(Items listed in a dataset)
--------------------------------

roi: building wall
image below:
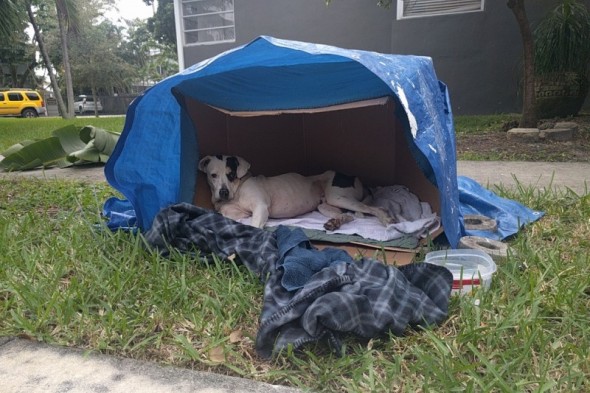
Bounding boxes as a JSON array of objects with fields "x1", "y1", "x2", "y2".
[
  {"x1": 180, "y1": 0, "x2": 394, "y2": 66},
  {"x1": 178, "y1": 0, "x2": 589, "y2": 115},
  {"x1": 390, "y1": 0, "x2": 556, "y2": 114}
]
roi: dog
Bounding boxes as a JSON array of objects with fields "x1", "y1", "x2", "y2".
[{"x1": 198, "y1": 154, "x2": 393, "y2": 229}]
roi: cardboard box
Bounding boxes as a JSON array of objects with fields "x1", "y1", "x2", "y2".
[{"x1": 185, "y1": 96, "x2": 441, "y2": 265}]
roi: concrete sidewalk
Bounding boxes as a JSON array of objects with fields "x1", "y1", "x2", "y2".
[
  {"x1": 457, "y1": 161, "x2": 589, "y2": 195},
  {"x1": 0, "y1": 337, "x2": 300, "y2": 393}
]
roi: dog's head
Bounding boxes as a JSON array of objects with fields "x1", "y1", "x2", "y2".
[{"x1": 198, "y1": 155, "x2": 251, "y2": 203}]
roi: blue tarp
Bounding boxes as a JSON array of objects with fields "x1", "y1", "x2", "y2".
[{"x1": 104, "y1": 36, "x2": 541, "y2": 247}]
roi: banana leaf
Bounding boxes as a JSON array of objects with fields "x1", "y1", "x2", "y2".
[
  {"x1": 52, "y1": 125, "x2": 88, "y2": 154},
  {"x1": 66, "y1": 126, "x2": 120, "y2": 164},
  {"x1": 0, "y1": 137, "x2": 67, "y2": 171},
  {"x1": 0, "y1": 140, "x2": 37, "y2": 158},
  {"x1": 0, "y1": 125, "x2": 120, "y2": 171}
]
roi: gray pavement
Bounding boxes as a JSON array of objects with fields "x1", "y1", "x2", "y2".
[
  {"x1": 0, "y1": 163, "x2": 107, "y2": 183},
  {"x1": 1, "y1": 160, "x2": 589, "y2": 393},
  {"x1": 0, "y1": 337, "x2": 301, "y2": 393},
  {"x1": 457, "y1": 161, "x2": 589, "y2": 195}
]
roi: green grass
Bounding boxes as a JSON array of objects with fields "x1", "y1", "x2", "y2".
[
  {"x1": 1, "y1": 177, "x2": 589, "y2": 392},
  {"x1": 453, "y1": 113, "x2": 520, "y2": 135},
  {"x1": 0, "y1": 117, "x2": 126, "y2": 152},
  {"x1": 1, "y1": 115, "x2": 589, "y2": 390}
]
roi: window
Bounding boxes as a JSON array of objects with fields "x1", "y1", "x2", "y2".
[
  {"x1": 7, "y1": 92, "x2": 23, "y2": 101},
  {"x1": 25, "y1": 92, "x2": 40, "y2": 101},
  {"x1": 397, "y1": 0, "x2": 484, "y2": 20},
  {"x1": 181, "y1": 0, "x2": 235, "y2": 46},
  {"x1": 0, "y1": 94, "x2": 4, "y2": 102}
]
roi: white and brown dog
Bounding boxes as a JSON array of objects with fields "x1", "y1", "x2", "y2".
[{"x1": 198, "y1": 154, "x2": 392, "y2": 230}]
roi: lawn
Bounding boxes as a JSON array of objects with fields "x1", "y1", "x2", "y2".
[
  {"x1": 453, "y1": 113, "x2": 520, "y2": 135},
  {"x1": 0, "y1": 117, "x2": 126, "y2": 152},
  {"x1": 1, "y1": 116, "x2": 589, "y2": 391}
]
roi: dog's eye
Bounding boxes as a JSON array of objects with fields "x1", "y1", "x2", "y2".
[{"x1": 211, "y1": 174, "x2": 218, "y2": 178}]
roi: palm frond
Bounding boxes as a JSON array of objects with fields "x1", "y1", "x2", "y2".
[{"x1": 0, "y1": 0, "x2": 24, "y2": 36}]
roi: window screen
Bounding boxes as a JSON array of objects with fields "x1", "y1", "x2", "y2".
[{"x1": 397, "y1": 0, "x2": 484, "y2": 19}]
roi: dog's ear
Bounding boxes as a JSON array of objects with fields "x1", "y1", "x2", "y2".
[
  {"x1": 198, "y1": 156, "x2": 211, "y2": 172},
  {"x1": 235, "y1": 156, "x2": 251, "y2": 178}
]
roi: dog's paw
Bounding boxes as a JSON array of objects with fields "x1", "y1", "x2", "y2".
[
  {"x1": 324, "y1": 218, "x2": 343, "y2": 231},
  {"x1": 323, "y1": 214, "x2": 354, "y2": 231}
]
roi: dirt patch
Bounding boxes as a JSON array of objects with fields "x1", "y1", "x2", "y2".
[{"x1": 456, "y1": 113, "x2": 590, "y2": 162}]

--------------------------------

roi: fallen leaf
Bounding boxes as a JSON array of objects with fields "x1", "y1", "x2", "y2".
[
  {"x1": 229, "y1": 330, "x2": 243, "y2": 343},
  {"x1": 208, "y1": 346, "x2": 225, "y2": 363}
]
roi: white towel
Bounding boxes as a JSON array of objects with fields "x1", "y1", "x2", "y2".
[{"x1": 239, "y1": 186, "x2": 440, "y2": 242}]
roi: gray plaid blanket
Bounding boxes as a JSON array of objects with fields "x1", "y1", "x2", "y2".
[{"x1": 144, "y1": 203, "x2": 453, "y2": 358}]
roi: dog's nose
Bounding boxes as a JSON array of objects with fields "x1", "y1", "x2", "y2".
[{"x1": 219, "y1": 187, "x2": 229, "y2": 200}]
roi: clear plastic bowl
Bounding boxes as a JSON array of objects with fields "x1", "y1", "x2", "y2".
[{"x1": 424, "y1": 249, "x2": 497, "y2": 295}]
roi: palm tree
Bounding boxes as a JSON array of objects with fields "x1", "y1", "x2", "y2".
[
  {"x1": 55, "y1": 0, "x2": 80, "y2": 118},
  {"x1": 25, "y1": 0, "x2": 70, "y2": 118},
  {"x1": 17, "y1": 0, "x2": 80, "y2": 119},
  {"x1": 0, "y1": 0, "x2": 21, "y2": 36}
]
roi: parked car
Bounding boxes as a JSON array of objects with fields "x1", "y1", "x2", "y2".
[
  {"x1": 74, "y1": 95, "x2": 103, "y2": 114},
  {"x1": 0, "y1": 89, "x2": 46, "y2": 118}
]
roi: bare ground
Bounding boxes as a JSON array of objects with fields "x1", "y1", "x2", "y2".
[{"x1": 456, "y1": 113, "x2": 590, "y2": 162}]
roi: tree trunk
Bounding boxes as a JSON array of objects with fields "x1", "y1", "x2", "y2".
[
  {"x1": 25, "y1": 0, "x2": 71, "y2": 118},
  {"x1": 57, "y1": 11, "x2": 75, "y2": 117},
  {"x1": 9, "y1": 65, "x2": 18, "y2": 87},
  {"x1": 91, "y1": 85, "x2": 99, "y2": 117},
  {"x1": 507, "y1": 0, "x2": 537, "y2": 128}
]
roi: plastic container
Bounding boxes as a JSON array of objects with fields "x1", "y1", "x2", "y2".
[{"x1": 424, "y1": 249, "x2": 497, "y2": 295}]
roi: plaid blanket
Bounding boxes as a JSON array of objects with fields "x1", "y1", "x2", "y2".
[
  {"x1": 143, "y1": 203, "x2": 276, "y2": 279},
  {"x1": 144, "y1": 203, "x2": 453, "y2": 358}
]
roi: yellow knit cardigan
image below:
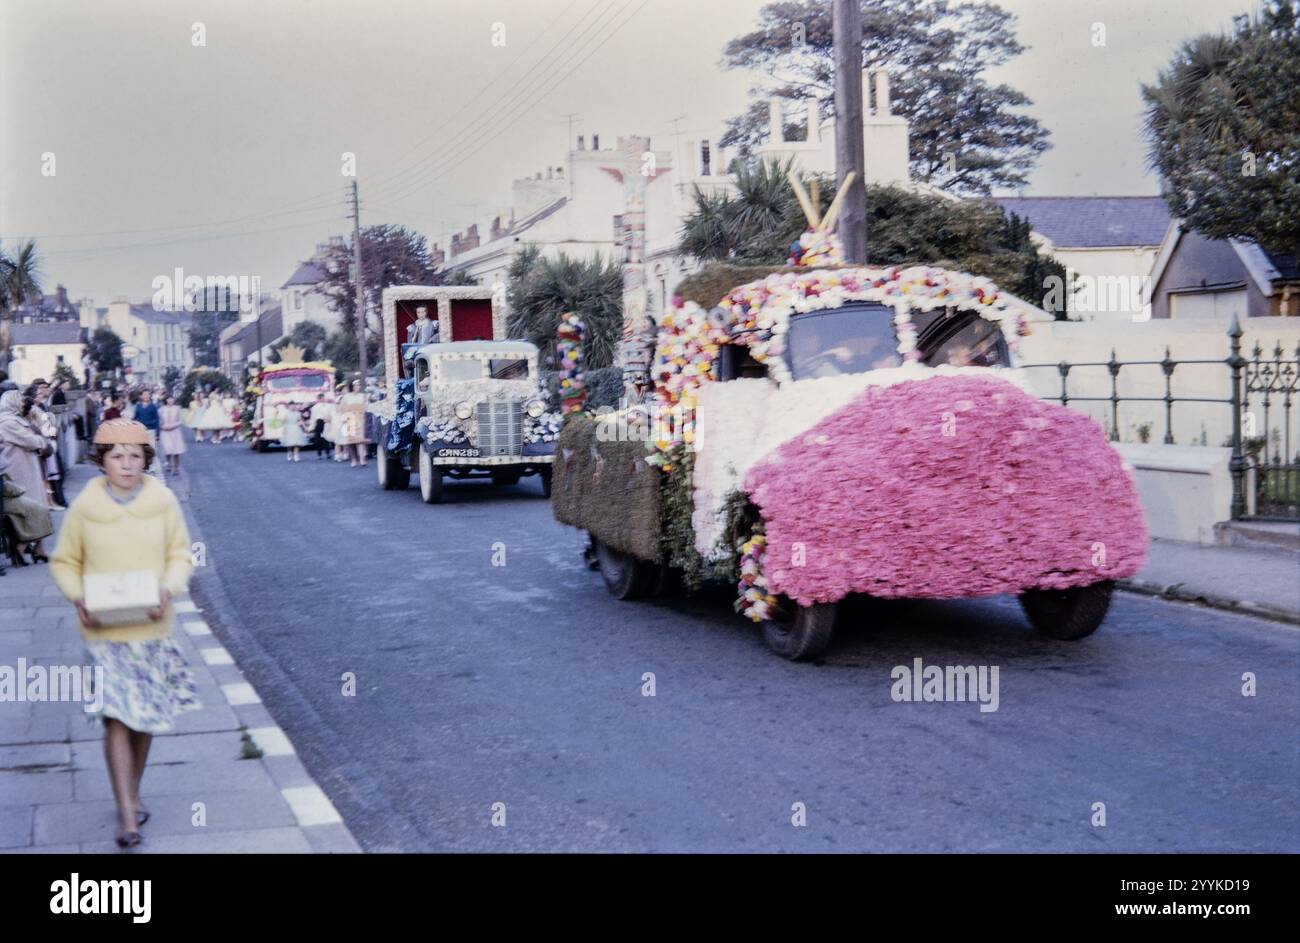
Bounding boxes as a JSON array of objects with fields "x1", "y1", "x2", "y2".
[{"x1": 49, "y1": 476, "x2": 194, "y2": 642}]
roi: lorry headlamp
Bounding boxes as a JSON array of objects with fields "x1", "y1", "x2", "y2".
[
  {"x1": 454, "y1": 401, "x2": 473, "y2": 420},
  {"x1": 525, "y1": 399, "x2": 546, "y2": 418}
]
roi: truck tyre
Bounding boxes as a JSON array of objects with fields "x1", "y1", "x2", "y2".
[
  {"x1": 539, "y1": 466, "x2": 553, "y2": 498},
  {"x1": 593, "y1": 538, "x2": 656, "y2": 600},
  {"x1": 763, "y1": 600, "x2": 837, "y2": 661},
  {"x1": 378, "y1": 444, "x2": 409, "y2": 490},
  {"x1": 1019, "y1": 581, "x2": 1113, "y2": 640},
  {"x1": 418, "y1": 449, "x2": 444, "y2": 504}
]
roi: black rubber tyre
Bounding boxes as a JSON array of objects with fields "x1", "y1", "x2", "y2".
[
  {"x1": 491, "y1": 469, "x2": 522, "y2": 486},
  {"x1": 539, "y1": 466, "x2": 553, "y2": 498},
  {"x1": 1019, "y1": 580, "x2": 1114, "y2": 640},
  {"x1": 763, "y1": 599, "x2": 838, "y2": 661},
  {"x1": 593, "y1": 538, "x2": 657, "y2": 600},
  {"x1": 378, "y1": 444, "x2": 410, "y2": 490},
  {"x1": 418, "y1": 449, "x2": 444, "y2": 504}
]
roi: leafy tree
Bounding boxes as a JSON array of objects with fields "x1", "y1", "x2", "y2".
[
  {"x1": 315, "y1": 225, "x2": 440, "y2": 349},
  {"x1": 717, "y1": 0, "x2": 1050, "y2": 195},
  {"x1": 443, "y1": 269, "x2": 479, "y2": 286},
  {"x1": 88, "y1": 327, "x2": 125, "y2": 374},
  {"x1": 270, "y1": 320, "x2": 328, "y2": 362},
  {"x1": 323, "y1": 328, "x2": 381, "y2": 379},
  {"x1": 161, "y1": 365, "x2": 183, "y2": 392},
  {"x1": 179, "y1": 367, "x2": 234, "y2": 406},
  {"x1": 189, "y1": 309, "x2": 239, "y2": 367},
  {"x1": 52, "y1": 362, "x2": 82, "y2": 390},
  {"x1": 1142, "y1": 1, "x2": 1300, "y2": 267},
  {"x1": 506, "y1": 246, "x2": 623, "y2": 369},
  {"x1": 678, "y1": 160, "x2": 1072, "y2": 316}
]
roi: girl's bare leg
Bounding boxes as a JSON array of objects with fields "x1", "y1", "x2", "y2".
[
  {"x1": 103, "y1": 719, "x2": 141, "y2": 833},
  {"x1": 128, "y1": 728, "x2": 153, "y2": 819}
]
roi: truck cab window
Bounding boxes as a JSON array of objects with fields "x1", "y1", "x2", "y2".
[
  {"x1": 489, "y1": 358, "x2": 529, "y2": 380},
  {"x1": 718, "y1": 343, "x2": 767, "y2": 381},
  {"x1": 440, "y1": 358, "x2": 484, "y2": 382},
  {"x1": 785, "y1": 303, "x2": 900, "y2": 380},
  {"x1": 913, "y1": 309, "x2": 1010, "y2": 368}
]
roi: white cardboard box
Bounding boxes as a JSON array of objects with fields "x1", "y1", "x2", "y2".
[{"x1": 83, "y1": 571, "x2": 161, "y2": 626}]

--------------------------------

The result should be an exact copy of only the lines above from the one that holds "roi: building wall" through the one that holds "roi: gray pavement", both ends included, without pictures.

### RESPONSE BOX:
roi: building wall
image below:
Bounding boxes as a JSON array of objects with fields "x1", "y1", "x2", "y2".
[
  {"x1": 180, "y1": 0, "x2": 394, "y2": 66},
  {"x1": 178, "y1": 0, "x2": 589, "y2": 115},
  {"x1": 390, "y1": 0, "x2": 556, "y2": 114}
]
roi: dog
Bounding boxes as a JSON array of objects with fields "x1", "y1", "x2", "y2".
[{"x1": 198, "y1": 154, "x2": 393, "y2": 229}]
roi: cardboard box
Bounding boxes as a JSON array of objects with fields "x1", "y1", "x2", "y2".
[{"x1": 185, "y1": 96, "x2": 441, "y2": 265}]
roi: concrete sidewalk
Bounding boxes as a JSON array of objects with fields "x1", "y1", "x2", "y2".
[
  {"x1": 457, "y1": 161, "x2": 589, "y2": 195},
  {"x1": 0, "y1": 337, "x2": 300, "y2": 393}
]
roi: dog's head
Bounding boxes as a JSON array of objects with fields "x1", "y1", "x2", "y2".
[{"x1": 198, "y1": 155, "x2": 251, "y2": 203}]
roi: blue tarp
Bounding boxes as a JSON array of objects with fields "x1", "y1", "x2", "y2".
[{"x1": 104, "y1": 36, "x2": 541, "y2": 247}]
roi: banana leaf
Bounding boxes as a JSON array of objects with fields "x1", "y1", "x2", "y2".
[
  {"x1": 52, "y1": 125, "x2": 88, "y2": 154},
  {"x1": 66, "y1": 126, "x2": 120, "y2": 164},
  {"x1": 0, "y1": 137, "x2": 67, "y2": 171},
  {"x1": 0, "y1": 140, "x2": 37, "y2": 158},
  {"x1": 0, "y1": 125, "x2": 120, "y2": 171}
]
roi: gray pavement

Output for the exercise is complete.